START TASK MATERIAL

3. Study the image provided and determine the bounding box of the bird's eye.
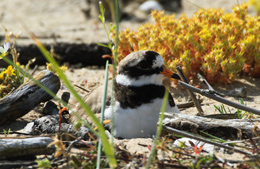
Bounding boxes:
[139,61,149,69]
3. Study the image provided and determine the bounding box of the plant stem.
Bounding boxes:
[146,91,169,168]
[96,60,109,169]
[110,0,120,147]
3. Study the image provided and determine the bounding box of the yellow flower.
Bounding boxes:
[60,65,68,72]
[15,62,24,68]
[0,72,5,80]
[46,62,68,74]
[4,65,15,76]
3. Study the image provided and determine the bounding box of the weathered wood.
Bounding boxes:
[176,66,204,116]
[179,81,260,115]
[42,92,70,116]
[0,70,60,125]
[0,137,55,160]
[0,160,36,169]
[24,115,90,140]
[163,113,260,140]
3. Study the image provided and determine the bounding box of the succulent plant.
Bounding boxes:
[112,3,260,84]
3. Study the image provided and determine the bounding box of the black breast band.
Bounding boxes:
[115,82,175,109]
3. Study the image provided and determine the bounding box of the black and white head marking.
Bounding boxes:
[116,51,165,86]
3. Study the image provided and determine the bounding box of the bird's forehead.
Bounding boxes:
[119,51,145,67]
[119,50,164,69]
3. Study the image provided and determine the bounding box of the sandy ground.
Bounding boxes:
[0,0,260,167]
[0,0,252,44]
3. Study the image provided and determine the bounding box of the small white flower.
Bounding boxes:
[0,42,10,54]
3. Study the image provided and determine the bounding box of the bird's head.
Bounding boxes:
[116,50,180,86]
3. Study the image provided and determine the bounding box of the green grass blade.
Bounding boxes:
[222,105,228,114]
[96,43,110,49]
[114,0,119,66]
[146,91,169,168]
[110,0,120,145]
[199,131,226,143]
[96,60,109,169]
[200,131,238,146]
[214,105,222,114]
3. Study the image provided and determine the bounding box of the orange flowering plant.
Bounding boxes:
[112,3,260,84]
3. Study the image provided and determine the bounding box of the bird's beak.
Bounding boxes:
[160,67,181,80]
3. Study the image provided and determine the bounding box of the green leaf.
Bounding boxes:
[146,91,169,169]
[96,60,110,169]
[99,15,104,22]
[109,23,116,32]
[35,159,52,168]
[96,43,110,49]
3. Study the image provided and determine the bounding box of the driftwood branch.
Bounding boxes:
[197,74,225,97]
[177,99,203,109]
[0,70,60,125]
[197,74,247,98]
[0,137,55,160]
[163,113,260,140]
[178,81,260,115]
[176,66,204,116]
[24,115,90,140]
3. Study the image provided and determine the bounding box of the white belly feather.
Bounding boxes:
[104,98,180,139]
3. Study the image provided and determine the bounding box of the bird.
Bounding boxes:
[70,50,181,139]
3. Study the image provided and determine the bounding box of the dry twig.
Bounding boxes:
[176,66,204,116]
[178,81,260,115]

END TASK MATERIAL

* WHAT YOU HAVE TO DO *
Transcribe all the lines above exactly; any image among them is skipped.

* RESPONSE FOR THIS EXERCISE *
3. Study the image provided and determine the bounding box of the bird's eye.
Bounding boxes:
[139,61,149,69]
3. Study the image provided and determine the bounding box of the plant stem.
Bounding boxes:
[146,91,169,168]
[96,60,109,169]
[110,0,120,147]
3. Study the image provided and determine the bounding box of the yellow flower.
Bounding boxes:
[60,65,68,72]
[15,62,24,68]
[0,72,5,80]
[46,62,68,74]
[4,65,15,76]
3. Study the image provided and determine the bounding box of the weathered wood.
Bounding boxes:
[176,66,204,116]
[179,81,260,115]
[42,92,70,116]
[0,70,60,125]
[0,137,55,160]
[0,160,36,169]
[24,115,90,140]
[163,113,260,140]
3. Study the image provided and determine the bounding box of the succulent plant.
Bounding boxes:
[112,3,260,84]
3. Study the image provided and determine the bounding box of the black breast band.
Bounding boxes:
[115,82,175,109]
3. Study the image provided and determine the bounding box of the black and white head marking.
Bounding boxes:
[116,51,165,86]
3. Study the image provided and determine the bounding box of the bird's forehead.
Bounding boxes:
[119,51,145,67]
[119,50,164,69]
3. Study the image provided and determine the bounding box of the sandy ground.
Bounding boxes:
[0,0,260,167]
[0,0,252,44]
3. Study the image provided and determine the bounding box of the small white flower.
Bounding boxes:
[0,42,10,54]
3. Study the image provided and determine the bounding box of the bird's head.
Bounding boxes:
[116,50,180,86]
3. Study the image provided and determine the bounding box of the green grass blade.
Bounding boxes:
[222,105,228,114]
[96,43,110,49]
[114,0,119,66]
[146,91,169,168]
[110,0,120,145]
[199,131,226,143]
[96,60,109,169]
[200,131,238,146]
[214,105,222,114]
3. Study the image provided and determine the bounding box of the orange flowering plant.
Bounding boxes:
[112,3,260,84]
3. Study the image provided and determine the bounding box of the bird's beak.
Bounding boxes:
[160,67,181,80]
3. Study the image provided and determine the bounding box of the green leaf.
Bounding boxes:
[146,91,169,169]
[96,60,110,169]
[99,15,104,22]
[109,23,116,32]
[35,159,52,168]
[96,43,110,49]
3. Study the image provided and determine the bounding box of the driftwood branch.
Bounding boxes:
[197,74,225,97]
[177,99,203,109]
[0,70,60,125]
[197,74,247,98]
[0,137,55,160]
[163,113,260,140]
[178,81,260,115]
[176,66,204,116]
[24,115,90,140]
3. Study the image provided and determine the bounding box of the white belly feather.
Bounding boxes:
[104,98,180,139]
3. Study the image provided and determine the bounding box of the bird.
Bounding boxes:
[70,50,181,139]
3. Study the image provided and determine the bounding box of the dry twig.
Bounding boxes:
[176,66,204,116]
[178,81,260,115]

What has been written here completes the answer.